- Task directions
Gather every line from the entries below that includes "edge".

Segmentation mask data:

·····

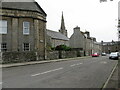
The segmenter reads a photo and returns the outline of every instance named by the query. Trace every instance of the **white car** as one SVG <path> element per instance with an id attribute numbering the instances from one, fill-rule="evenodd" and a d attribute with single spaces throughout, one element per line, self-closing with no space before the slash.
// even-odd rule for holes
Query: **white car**
<path id="1" fill-rule="evenodd" d="M 107 54 L 106 53 L 101 53 L 102 56 L 106 56 Z"/>
<path id="2" fill-rule="evenodd" d="M 109 55 L 109 59 L 119 59 L 119 53 L 118 52 L 111 52 Z"/>

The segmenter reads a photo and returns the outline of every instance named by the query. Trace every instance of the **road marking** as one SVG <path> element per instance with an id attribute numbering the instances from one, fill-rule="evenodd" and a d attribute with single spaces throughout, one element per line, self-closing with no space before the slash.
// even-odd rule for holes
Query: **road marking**
<path id="1" fill-rule="evenodd" d="M 70 65 L 71 67 L 75 66 L 76 64 Z"/>
<path id="2" fill-rule="evenodd" d="M 107 64 L 107 62 L 105 62 L 105 61 L 102 61 L 102 62 L 100 62 L 100 63 Z"/>
<path id="3" fill-rule="evenodd" d="M 46 73 L 49 73 L 49 72 L 58 71 L 58 70 L 61 70 L 61 69 L 63 69 L 63 68 L 61 67 L 61 68 L 58 68 L 58 69 L 53 69 L 53 70 L 49 70 L 49 71 L 46 71 L 46 72 L 33 74 L 33 75 L 31 75 L 31 76 L 34 77 L 34 76 L 38 76 L 38 75 L 42 75 L 42 74 L 46 74 Z"/>
<path id="4" fill-rule="evenodd" d="M 70 65 L 70 67 L 74 67 L 74 66 L 77 66 L 77 65 L 80 65 L 80 64 L 83 64 L 83 63 L 72 64 L 72 65 Z"/>
<path id="5" fill-rule="evenodd" d="M 78 63 L 77 65 L 80 65 L 80 64 L 83 64 L 83 63 Z"/>

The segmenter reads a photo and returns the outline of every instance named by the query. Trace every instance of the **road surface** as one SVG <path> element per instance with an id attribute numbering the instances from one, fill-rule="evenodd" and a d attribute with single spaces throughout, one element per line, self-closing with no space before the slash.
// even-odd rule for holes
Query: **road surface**
<path id="1" fill-rule="evenodd" d="M 3 88 L 102 88 L 117 60 L 107 56 L 3 68 Z"/>

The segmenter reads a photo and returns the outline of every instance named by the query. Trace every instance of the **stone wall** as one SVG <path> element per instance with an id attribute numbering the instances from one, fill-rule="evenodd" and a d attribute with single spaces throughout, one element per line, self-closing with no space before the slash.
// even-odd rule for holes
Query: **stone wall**
<path id="1" fill-rule="evenodd" d="M 36 61 L 35 52 L 3 52 L 2 63 L 20 63 Z"/>
<path id="2" fill-rule="evenodd" d="M 61 51 L 59 54 L 60 54 L 60 58 L 77 57 L 77 52 L 76 51 Z"/>
<path id="3" fill-rule="evenodd" d="M 84 56 L 81 51 L 48 51 L 47 59 L 64 59 Z"/>
<path id="4" fill-rule="evenodd" d="M 41 52 L 2 52 L 0 53 L 0 63 L 21 63 L 44 60 Z M 47 60 L 81 57 L 81 51 L 47 51 Z"/>
<path id="5" fill-rule="evenodd" d="M 47 52 L 47 59 L 59 59 L 59 51 L 48 51 Z"/>

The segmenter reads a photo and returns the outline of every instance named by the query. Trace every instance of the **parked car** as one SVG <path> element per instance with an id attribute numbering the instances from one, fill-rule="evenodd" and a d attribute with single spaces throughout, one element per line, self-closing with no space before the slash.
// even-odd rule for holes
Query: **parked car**
<path id="1" fill-rule="evenodd" d="M 109 55 L 109 59 L 119 59 L 119 53 L 118 52 L 111 52 Z"/>
<path id="2" fill-rule="evenodd" d="M 99 57 L 99 54 L 98 53 L 93 53 L 92 57 Z"/>
<path id="3" fill-rule="evenodd" d="M 107 54 L 106 53 L 101 53 L 102 56 L 106 56 Z"/>

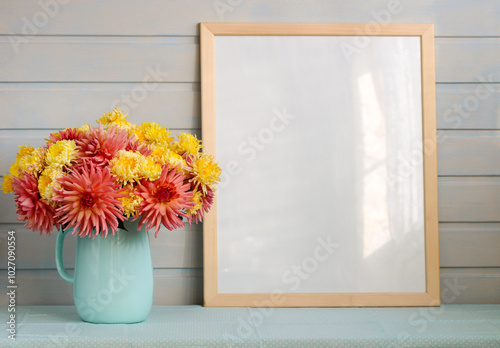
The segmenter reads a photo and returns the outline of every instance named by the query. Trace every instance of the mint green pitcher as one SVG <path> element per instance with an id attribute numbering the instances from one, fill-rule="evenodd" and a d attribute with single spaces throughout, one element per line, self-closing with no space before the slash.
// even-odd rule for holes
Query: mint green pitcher
<path id="1" fill-rule="evenodd" d="M 80 317 L 98 324 L 144 321 L 153 304 L 153 264 L 149 233 L 138 231 L 138 221 L 124 221 L 106 238 L 76 237 L 74 275 L 64 269 L 66 234 L 56 241 L 56 265 L 61 277 L 73 284 L 73 298 Z"/>

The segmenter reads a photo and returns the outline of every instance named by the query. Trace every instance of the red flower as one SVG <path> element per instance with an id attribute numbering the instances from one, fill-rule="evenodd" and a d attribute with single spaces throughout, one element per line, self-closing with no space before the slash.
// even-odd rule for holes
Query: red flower
<path id="1" fill-rule="evenodd" d="M 143 143 L 138 139 L 135 139 L 134 137 L 130 139 L 129 143 L 125 147 L 125 150 L 133 152 L 137 151 L 143 154 L 144 156 L 149 156 L 153 152 L 153 150 L 151 150 L 148 144 Z"/>
<path id="2" fill-rule="evenodd" d="M 17 219 L 26 221 L 24 227 L 50 235 L 54 226 L 59 228 L 55 210 L 41 201 L 38 182 L 31 174 L 24 173 L 22 178 L 14 177 L 12 186 L 16 195 Z"/>
<path id="3" fill-rule="evenodd" d="M 59 203 L 56 217 L 73 234 L 95 238 L 100 232 L 106 237 L 109 230 L 112 234 L 118 230 L 118 220 L 125 219 L 119 198 L 125 195 L 108 168 L 84 165 L 58 182 L 61 189 L 53 198 Z"/>
<path id="4" fill-rule="evenodd" d="M 115 154 L 128 144 L 128 131 L 125 129 L 121 130 L 117 126 L 104 129 L 102 124 L 99 128 L 92 127 L 90 133 L 76 141 L 81 151 L 79 165 L 87 162 L 93 166 L 107 166 Z"/>
<path id="5" fill-rule="evenodd" d="M 155 237 L 163 224 L 167 229 L 173 230 L 184 227 L 180 216 L 187 217 L 182 211 L 192 208 L 193 192 L 191 185 L 184 183 L 184 174 L 177 168 L 170 169 L 167 165 L 163 168 L 161 176 L 155 181 L 141 180 L 137 185 L 135 194 L 144 198 L 138 207 L 138 216 L 141 217 L 139 228 L 146 224 L 146 230 L 155 227 Z"/>
<path id="6" fill-rule="evenodd" d="M 48 149 L 50 145 L 57 143 L 59 140 L 80 140 L 83 138 L 84 133 L 79 131 L 77 128 L 66 128 L 60 132 L 50 133 L 49 139 L 45 147 Z"/>

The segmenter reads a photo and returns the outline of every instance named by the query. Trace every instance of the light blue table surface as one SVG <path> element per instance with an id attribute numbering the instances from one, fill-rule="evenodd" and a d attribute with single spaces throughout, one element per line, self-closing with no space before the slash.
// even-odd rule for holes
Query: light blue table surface
<path id="1" fill-rule="evenodd" d="M 0 319 L 6 327 L 7 309 Z M 1 347 L 500 347 L 500 305 L 437 308 L 154 306 L 140 324 L 89 324 L 74 306 L 16 308 Z"/>

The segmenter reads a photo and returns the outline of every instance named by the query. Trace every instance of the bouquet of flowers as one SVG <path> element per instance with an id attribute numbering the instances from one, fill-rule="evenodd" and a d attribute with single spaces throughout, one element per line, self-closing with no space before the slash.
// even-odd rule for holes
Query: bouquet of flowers
<path id="1" fill-rule="evenodd" d="M 139 229 L 172 230 L 198 223 L 210 209 L 221 170 L 201 152 L 195 135 L 177 140 L 155 122 L 137 126 L 119 109 L 98 126 L 50 134 L 39 148 L 19 146 L 3 191 L 14 192 L 18 220 L 50 234 L 54 227 L 80 237 L 114 234 L 125 219 Z"/>

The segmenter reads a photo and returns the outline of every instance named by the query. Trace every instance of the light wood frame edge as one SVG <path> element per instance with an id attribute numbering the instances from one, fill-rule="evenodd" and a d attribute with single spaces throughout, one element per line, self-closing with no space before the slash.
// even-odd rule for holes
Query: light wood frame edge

·····

- Output below
The segmenter reads a photo and returns the outline of every instance named by the query. Trace every instance of the light wood frame edge as one SVG <path> element per instance with an id attribute numbering the instances from one, fill-rule="evenodd" and a d attribute with single spaces throughout, one element per line, self-closing with no space before the slash.
Query: light wood frame edge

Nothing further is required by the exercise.